**TASKS TO CARRY OUT:**
a: In the article on Sen. Joni Ernst's proposal, how much money does Ernst say is still in the U.S. Enrichment Corporation Fund?
b: Translate this sentence from the article on Sen. Joni Ernst's proposal into Spanish: "The ACA’s Multi-State Program was established in the U.S. Office of Personnel Management (OPM) in 2014 and costs an estimated $10 million annually to administer."
c: Carry on the article on Sen. Joni Ernst's proposal, starting after its last sentence.

Sen. Joni Ernst (R-Iowa) says there are far too many failed federal programs that should have been killed long ago, and adopting her proposal to make sure that happens in the future should be a “no-brainer for Congress.”
Ernst pointed to three examples of federal programs that were established for specific purposes, given substantial appropriations of tax dollars to carry out those purposes, and then simply lay dormant without returning the funds to the Treasury to be spent where needed.
“The U.S. Enrichment Corporation Fund fulfilled its mission decades ago, over 20 years ago, and yet there is still $1.5 billion in that fund,” Ernst said. “Second, the Presidential Election Campaign Fund, I had a bill on this earlier this year. It hasn’t supported a candidate in years, yet we have $400 million just sitting idle in that fund right now.”
Ernst’s third example of a zombie federal program is the Affordable Care Act’s (ACA) Multi-State Plan “that cost tens of millions of tax dollars to set up and administer, and yet we don’t provide any coverage to any state through that plan.”
The U.S. Enrichment Corp.’s original purpose was to clean up depleted uranium at two government facilities in the Department of Defense’s nuclear bomb production program. That effort was privatized in 1998 as depleted uranium was no longer needed for defense purposes, although the $1.5 billion was left in the Treasury Department account doing nothing, Ernst said.
President George W. Bush in 2004 was the last winning presidential candidate to accept tax dollars from the Presidential Election Campaign Fund, while former Maryland Gov. Martin O'Malley and Green Party candidate Jill Stein in 2016 were the most recent unsuccessful candidates to accept the money.
The ACA’s Multi-State Program was established in the U.S. Office of Personnel Management (OPM) in 2014 and costs an estimated $10 million annually to administer. But OPM announced in 2019 that it could no longer “achieve the statutory goals and objectives of the program.”

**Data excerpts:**
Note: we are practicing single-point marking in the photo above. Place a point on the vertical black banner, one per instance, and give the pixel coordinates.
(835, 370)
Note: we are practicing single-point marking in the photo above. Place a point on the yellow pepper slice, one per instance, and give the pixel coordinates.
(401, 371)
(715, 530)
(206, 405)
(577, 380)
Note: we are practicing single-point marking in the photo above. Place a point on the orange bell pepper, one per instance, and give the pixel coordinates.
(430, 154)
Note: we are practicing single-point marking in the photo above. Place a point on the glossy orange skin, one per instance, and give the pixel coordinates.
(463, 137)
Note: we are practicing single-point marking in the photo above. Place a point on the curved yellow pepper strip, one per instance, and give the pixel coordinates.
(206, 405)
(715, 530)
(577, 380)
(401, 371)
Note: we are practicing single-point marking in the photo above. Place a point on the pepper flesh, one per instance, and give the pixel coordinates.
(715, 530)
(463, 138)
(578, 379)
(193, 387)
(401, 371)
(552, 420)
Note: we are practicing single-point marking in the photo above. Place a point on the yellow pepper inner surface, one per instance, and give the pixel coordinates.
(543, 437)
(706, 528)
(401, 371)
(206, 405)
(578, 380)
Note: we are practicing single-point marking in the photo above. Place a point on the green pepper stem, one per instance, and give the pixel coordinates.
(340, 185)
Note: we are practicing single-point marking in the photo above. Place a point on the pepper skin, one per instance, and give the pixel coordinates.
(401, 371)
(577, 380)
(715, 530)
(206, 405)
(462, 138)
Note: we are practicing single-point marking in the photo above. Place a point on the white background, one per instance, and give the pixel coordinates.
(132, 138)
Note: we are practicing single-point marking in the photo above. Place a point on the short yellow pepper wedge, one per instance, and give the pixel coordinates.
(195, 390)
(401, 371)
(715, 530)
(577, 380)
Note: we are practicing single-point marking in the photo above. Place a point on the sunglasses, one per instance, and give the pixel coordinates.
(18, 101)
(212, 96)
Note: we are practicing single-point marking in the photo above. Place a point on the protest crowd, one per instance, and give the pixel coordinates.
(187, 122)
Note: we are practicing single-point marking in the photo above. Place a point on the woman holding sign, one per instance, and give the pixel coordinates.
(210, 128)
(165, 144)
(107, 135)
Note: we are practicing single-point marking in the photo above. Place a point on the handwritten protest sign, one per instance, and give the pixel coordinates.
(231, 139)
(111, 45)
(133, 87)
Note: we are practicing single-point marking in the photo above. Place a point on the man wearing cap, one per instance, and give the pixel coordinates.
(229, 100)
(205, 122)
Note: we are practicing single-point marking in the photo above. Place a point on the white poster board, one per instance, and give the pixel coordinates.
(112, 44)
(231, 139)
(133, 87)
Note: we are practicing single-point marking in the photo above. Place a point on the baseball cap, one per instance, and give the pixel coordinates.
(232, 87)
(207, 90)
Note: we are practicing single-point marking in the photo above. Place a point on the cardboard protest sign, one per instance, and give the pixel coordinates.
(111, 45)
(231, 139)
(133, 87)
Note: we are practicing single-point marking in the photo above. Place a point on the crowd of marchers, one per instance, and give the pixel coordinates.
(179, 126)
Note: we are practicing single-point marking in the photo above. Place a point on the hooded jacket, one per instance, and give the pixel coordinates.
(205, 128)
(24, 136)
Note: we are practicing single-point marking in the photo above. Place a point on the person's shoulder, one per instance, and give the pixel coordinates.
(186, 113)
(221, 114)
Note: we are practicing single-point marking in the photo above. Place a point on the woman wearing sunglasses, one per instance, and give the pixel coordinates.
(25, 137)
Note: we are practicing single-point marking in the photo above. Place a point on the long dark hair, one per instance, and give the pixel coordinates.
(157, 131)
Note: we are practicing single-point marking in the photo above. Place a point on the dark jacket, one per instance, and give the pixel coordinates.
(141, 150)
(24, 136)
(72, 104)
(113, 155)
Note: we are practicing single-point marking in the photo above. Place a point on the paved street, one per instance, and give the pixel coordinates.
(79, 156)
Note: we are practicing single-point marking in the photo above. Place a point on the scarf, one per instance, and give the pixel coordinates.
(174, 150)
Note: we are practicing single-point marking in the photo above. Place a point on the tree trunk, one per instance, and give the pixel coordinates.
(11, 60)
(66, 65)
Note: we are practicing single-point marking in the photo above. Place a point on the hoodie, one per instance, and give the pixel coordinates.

**REPLIES:**
a: $1.5 billion

b: El Programa Multiestatal de la ACA se estableció en la Oficina de Administración de Personal (OPM) de EE. UU. en 2014 y su administración cuesta aproximadamente 10 millones de dólares al año.

c:
Ernst said she believes “there are many, many more zombie programs that are out there and they should have been killed off a long time ago. That is the goal. Our national debt, we are closing in on $30 trillion, so what we can do is stop these programs and instead of borrowing billions of dollars, we can use the dollars we have sitting idle in these programs.”
The bill introduced by Ernst—The Zombie Programs Survival Act—would require the president to report to Congress each year “a hit list of all the zombie programs we haven’t yet identified here that did not provide any financial assistance in the prior year, an explanation of the reason why it didn’t and then the amount of taxpayer dollars still sitting idle.”
Adopting her proposal is “a no-brainer,” Ernst said, chuckling along with reporters at the allusion to Halloween this weekend.
Ernst said she’s been working with Sen. Maggie Hassan (D-N.H.) on the U.S. Enrichment abolishment and Sen. Ron Johnson (R-Wis.) on closing down the Multi-State Program.
“This one is pretty straightforward, it doesn’t need a whole lot of explanation. Programs get put in place, they are either completed and we just don’t take them off the books or they don’t achieve their goals and we should take them off the books,” Ernst said.
Asked by The Epoch Times whether her proposal provides a mechanism to establish a regular review of federal programs of questionable value, Ernst said the White House would be required to do such an evaluation on an annual basis.